### Your goal
Give each line of the material below as a JSON list of strings, one string per line, skipping blank lines and leaving out the pictures.

### Information shown
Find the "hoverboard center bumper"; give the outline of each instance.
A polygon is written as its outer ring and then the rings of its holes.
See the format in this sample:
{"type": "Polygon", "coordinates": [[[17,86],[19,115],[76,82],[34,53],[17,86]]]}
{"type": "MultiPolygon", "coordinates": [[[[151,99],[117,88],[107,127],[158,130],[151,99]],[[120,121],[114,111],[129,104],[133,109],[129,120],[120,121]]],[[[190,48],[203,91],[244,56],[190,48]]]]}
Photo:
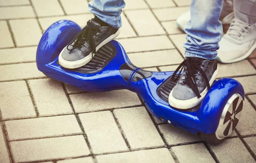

### Response for this exercise
[
  "Find the \"hoverboard center bumper\"; give the outline of each instance.",
  "A polygon is written as its outer ring and then the rings of its holes.",
  "See the format in this sample:",
  "{\"type\": \"Polygon\", \"coordinates\": [[[17,86],[19,115],[76,82],[34,53],[17,86]]]}",
  "{\"type\": \"MultiPolygon\", \"coordinates\": [[[[151,99],[117,88],[107,127],[158,130],[151,99]],[[120,121],[114,111],[129,104],[133,109],[129,120],[120,121]]],[[[190,48],[203,91],[244,56],[190,48]]]]}",
  "Photo:"
]